Compito richiesto
Per favore, riproduci per intero il brano su Roberto Baggio, senza cambiare nulla.

In fondo tutta questa malinconia non è intonata a una delle carriere più belle che conosciamo, e Baggio invece che gettarci in faccia la sua sofferenza potrebbe continuare a recitare come ha fatto altre 452 volte – contando solo le presenze in Serie A –, scendere in campo e tenere il pallone incollato ai piedi, sentire lo sguardo di 55.000 spettatori su di sé e poi toglierselo di dosso con un lancio che attraversa il campo, per finire in uno scroscio di applausi sui piedi di un compagno. Il dolore non si vede, dagli spalti, e anche le regie televisive di solito non ci si soffermano. Nessuno saprebbe mai come sta Roberto Baggio, nessuno penserebbe al dolore in quel pomeriggio primaverile di festa, se Baggio non dicesse a quel cameraman «vieni a vedere come sto giocando», e se con le dita non tormentasse il suo stesso ginocchio come un giocattolo rotto.

Righe elencate
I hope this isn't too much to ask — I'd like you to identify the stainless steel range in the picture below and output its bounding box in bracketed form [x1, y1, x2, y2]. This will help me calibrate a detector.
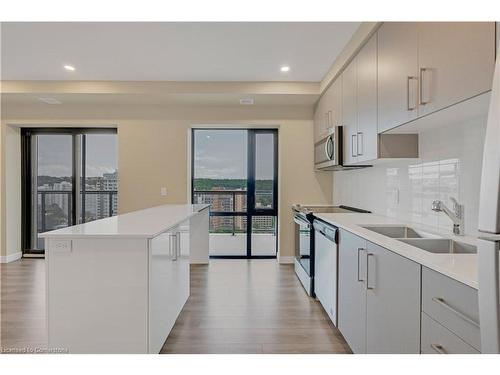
[292, 204, 370, 297]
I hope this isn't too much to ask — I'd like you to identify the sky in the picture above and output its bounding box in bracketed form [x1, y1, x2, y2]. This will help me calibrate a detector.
[37, 134, 117, 177]
[194, 129, 273, 179]
[38, 129, 273, 179]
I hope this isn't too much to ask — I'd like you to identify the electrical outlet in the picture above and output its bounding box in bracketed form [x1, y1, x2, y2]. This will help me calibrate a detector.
[50, 240, 71, 253]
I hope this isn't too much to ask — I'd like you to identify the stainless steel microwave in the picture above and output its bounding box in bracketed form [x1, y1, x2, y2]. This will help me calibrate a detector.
[314, 126, 342, 170]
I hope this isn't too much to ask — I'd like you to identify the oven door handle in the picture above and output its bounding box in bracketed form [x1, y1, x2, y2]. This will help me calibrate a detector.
[293, 216, 311, 229]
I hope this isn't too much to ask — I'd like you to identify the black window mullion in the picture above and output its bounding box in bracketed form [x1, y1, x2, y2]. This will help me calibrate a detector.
[80, 134, 86, 223]
[247, 130, 255, 257]
[68, 134, 79, 225]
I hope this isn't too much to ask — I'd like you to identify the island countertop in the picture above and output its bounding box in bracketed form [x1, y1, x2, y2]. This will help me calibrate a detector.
[316, 213, 478, 289]
[39, 204, 210, 239]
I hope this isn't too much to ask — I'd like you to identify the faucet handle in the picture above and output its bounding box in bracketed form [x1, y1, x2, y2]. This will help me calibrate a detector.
[431, 200, 442, 211]
[450, 197, 463, 218]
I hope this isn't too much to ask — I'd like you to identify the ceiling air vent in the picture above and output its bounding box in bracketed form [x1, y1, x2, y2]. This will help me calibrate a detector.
[38, 96, 61, 104]
[240, 98, 254, 105]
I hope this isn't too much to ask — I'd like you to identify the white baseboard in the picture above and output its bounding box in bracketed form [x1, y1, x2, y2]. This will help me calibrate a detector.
[278, 256, 295, 264]
[0, 252, 23, 263]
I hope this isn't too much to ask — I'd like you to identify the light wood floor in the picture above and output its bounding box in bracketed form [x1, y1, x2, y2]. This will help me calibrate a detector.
[0, 259, 350, 353]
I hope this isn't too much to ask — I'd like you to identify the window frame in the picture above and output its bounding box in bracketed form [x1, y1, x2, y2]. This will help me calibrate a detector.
[191, 127, 279, 259]
[21, 127, 118, 255]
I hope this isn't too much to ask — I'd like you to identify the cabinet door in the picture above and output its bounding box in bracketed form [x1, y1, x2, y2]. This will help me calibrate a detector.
[342, 58, 358, 165]
[314, 95, 326, 142]
[149, 232, 178, 353]
[330, 77, 342, 126]
[314, 231, 337, 325]
[366, 242, 421, 354]
[377, 22, 420, 133]
[418, 22, 495, 116]
[337, 230, 366, 353]
[357, 35, 378, 162]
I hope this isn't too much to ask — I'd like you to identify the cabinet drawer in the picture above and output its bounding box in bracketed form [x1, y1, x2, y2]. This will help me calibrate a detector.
[420, 313, 479, 354]
[422, 267, 481, 350]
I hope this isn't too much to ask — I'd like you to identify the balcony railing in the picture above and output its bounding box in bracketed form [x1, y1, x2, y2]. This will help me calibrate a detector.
[193, 190, 276, 236]
[37, 190, 118, 232]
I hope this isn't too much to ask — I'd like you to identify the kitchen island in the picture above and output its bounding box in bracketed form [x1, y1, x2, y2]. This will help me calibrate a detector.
[40, 204, 209, 353]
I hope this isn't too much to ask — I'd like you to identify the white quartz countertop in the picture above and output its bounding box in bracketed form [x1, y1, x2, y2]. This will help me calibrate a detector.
[315, 213, 478, 289]
[40, 204, 209, 238]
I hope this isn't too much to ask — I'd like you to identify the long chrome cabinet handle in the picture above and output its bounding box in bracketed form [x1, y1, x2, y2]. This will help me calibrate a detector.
[366, 253, 375, 290]
[419, 68, 429, 105]
[406, 76, 418, 111]
[358, 247, 366, 283]
[176, 232, 181, 257]
[356, 132, 365, 156]
[170, 233, 177, 262]
[351, 134, 358, 158]
[431, 344, 447, 354]
[432, 297, 479, 328]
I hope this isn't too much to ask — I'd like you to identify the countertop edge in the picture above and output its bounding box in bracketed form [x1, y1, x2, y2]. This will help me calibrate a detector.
[315, 213, 478, 290]
[38, 204, 210, 240]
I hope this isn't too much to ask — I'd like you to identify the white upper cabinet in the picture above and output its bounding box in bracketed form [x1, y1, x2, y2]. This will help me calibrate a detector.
[418, 22, 495, 116]
[342, 35, 378, 165]
[314, 78, 342, 141]
[377, 22, 495, 133]
[377, 22, 418, 133]
[356, 35, 378, 163]
[327, 77, 342, 126]
[342, 59, 358, 165]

Risposta
In fondo tutta questa malinconia non è intonata a una delle carriere più belle che conosciamo, e Baggio invece che gettarci in faccia la sua sofferenza potrebbe continuare a recitare come ha fatto altre 452 volte – contando solo le presenze in Serie A –, scendere in campo e tenere il pallone incollato ai piedi, sentire lo sguardo di 55.000 spettatori su di sé e poi toglierselo di dosso con un lancio che attraversa il campo, per finire in uno scroscio di applausi sui piedi di un compagno. Il dolore non si vede, dagli spalti, e anche le regie televisive di solito non ci si soffermano. Nessuno saprebbe mai come sta Roberto Baggio, nessuno penserebbe al dolore in quel pomeriggio primaverile di festa, se Baggio non dicesse a quel cameraman «vieni a vedere come sto giocando», e se con le dita non tormentasse il suo stesso ginocchio come un giocattolo rotto.